Work to be completed — Copy the items below word for word, starting at the line with "of the american" and continuing through the last line of the items.

Records for processing —
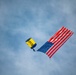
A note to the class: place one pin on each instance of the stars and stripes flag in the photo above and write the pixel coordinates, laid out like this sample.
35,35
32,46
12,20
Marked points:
56,41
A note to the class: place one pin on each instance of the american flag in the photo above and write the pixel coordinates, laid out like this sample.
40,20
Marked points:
56,41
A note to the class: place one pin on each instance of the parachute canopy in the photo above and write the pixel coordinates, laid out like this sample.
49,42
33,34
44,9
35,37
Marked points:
54,43
31,43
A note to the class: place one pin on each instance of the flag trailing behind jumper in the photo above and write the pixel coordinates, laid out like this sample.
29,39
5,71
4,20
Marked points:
56,41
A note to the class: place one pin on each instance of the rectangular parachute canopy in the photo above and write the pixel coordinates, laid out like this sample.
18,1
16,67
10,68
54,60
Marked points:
31,43
56,41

Output —
A note to the class: place one pin on each instance of the american flag in the photo above and write the pixel coordinates, laid out like this sample.
40,20
Marked points:
56,41
A note to the class: place one pin on each instance of the parachute canopy in the photo above and write the pixel coordinates, laid out like this sample.
49,42
33,34
44,9
35,37
Marked points:
54,43
31,43
A note to the class: place one pin on each instance of the flag trailing behind jumper in the photo above and write the pixel coordinates, laid out like this sample.
29,39
5,71
4,20
Marked points:
56,41
A note to the class: place one pin on each instance of the rectangular parachute canopy in the photo above and write the pixel coordinates, laid out like this sample.
18,1
16,67
10,68
54,60
Marked points:
31,43
56,41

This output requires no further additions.